TASK STATEMENT: Transcribe each of the rows below character for character, without changing any wording, punctuation, or spacing.
+===+
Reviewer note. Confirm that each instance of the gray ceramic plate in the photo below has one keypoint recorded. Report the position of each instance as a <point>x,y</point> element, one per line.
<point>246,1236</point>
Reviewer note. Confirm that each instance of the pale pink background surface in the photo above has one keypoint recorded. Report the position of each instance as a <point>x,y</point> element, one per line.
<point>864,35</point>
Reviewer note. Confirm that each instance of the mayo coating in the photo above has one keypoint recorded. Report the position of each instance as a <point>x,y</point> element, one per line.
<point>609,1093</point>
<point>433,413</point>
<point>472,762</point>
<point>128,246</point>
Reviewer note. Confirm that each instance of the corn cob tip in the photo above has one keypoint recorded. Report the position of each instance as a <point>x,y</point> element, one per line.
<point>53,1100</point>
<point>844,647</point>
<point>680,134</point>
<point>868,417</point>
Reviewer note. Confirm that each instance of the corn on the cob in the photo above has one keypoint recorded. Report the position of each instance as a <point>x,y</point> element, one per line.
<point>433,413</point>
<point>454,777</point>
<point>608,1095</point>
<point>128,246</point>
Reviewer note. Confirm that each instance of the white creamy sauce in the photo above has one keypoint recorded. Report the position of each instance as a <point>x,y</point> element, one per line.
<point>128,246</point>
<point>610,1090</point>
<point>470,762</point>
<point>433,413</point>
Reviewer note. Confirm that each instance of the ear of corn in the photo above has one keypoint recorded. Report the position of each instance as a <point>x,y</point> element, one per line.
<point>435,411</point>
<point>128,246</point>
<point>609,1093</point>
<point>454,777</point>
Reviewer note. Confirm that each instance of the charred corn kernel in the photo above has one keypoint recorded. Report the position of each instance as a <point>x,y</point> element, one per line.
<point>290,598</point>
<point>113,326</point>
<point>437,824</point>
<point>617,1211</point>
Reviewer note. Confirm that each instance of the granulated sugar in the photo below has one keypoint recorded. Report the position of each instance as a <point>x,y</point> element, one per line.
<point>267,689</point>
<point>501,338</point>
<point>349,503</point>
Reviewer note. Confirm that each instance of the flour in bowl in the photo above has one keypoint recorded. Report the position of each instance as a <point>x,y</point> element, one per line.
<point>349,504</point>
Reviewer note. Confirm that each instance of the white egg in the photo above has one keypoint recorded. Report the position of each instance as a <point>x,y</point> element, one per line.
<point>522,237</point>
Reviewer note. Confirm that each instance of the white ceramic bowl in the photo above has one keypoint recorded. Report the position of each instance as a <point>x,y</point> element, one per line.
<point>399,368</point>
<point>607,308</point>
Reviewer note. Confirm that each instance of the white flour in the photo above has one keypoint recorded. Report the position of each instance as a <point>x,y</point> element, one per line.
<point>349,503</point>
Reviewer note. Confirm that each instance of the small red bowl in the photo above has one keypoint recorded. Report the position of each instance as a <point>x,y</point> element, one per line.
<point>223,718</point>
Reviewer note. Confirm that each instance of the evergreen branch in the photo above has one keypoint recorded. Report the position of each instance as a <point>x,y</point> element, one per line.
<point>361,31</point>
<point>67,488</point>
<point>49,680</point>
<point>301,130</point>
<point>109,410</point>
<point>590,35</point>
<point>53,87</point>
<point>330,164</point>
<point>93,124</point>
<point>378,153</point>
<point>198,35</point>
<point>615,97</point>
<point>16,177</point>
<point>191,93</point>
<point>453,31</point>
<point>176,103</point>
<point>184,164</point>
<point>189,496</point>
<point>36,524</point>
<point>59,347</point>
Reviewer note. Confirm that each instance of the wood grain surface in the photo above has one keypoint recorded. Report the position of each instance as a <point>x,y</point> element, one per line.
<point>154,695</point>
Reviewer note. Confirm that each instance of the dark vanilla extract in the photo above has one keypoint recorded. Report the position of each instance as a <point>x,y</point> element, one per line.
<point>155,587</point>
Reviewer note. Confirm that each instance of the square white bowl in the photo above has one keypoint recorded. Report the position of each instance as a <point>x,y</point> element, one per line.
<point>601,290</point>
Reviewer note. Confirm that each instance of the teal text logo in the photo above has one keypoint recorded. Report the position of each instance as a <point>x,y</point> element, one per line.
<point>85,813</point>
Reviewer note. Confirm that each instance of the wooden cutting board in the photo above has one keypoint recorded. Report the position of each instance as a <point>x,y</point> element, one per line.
+===+
ANSWER TO THE PROBLEM:
Reviewer note. Confirm that each instance of the gray ceramic plate in the photo below has one keypoint recorded. Report the position of each instance as a <point>x,y</point> element, one per line.
<point>246,1236</point>
Reviewer note. Confirm that each instance of the pale pink background surface in the photo above has one keypoint recorded. Report the position of each instance as a <point>x,y</point> element, one per line.
<point>864,35</point>
Reviewer note. Confirm that each instance of the mayo coating in the photo above has one keypoint recorded. Report the position of each instance as a <point>x,y</point> element, one per line.
<point>609,1093</point>
<point>433,413</point>
<point>472,762</point>
<point>128,246</point>
Reviewer note. Confirm that each instance of the corn cob tip in the photo above has one keypoint recorded. Report the position of each instance as a <point>x,y</point> element, one per line.
<point>53,1100</point>
<point>844,647</point>
<point>680,134</point>
<point>868,417</point>
Reviewer note. Confirm that each instance of the corn on the cob in the photo above has one keypoint recorded. Report the position of each instance as a <point>x,y</point> element, one per line.
<point>433,413</point>
<point>454,777</point>
<point>608,1095</point>
<point>128,246</point>
Reviewer note. Confirm that each instance of the white creamy sauce in the photo above has one keypoint recorded. Report the position of each instance as a <point>x,y</point> element, one per line.
<point>128,246</point>
<point>610,1090</point>
<point>470,762</point>
<point>433,413</point>
Reviewer note. Confirm that each instance of the ear of corn in the photo above has one keypoint recorded. Report the position of each instance as a <point>x,y</point> element, one per line.
<point>435,411</point>
<point>128,246</point>
<point>609,1093</point>
<point>454,777</point>
Reviewer note. Confirm that each instance of the charred corn kernel in the photo above has one keypoint recorded. Report the position of each instance as a <point>x,y</point> element, one per line.
<point>290,598</point>
<point>113,326</point>
<point>437,824</point>
<point>617,1211</point>
Reviewer note. Confirm that each instance of the granulated sugar in the photo below has one keypoint recorded. Report the position of each instance as a <point>x,y</point> element, one per line.
<point>267,689</point>
<point>501,338</point>
<point>349,503</point>
Reviewer note. Confirm that each instance of the flour in bowl in the photo above has one keypoint recorded. Report the position of each instance as a <point>x,y</point> element, one per line.
<point>349,504</point>
Reviewer note. Confirm that each instance of the white egg in the photo above has one keypoint recorded. Report the position of each instance as a <point>x,y</point> element, one per line.
<point>522,237</point>
Reviewer note. Confirm that each instance of the white ceramic bowl in the photo above has one keypoint recorded. Report the position of each instance as a <point>x,y</point> element, one per line.
<point>399,368</point>
<point>607,308</point>
Reviewer note. Confirm that each instance of the white flour in the photo above has one keypoint recorded. Report the position of each instance as a <point>x,y</point> element, one per line.
<point>349,503</point>
Reviewer note. Confirm that each instance of the small red bowl in the photo above has one keypoint recorded. Report the position of each instance as a <point>x,y</point> element, one per line.
<point>223,718</point>
Reviewer note. Confirm that each instance of the evergreen branch in the photo above has one keypoint recorded. Report the position of each instance as a <point>x,y</point> element, one per line.
<point>361,31</point>
<point>67,488</point>
<point>49,680</point>
<point>301,130</point>
<point>109,410</point>
<point>590,35</point>
<point>53,87</point>
<point>330,164</point>
<point>93,124</point>
<point>378,153</point>
<point>198,35</point>
<point>615,97</point>
<point>16,177</point>
<point>191,93</point>
<point>453,31</point>
<point>176,103</point>
<point>184,164</point>
<point>189,496</point>
<point>36,524</point>
<point>59,347</point>
Reviewer note. Confirm that each instance of the wood grain surface in the photo above has one keypoint recorded. Report the position of each instance as a <point>x,y</point> element, one per line.
<point>154,695</point>
Reviewer note. Confirm that each instance of the dark vanilla extract in the photo above has one keypoint recorded. Report the position of each instance as a <point>x,y</point> element, one per line.
<point>155,587</point>
Reviewer note. Confirm that each instance of the square white bowl in the photo above has one keypoint recorded. Report the position of each instance as a <point>x,y</point> element, one per line.
<point>601,290</point>
Reviewer note. Confirm that each instance of the teal text logo in the photo above has one keypoint recorded. Report the position of each instance as a <point>x,y</point> element, one per line.
<point>85,813</point>
Reviewer note. Confirm that each instance of the wooden cutting board in the photo above has one keypoint recorded. Report the position of each instance as a <point>x,y</point> element, one per line.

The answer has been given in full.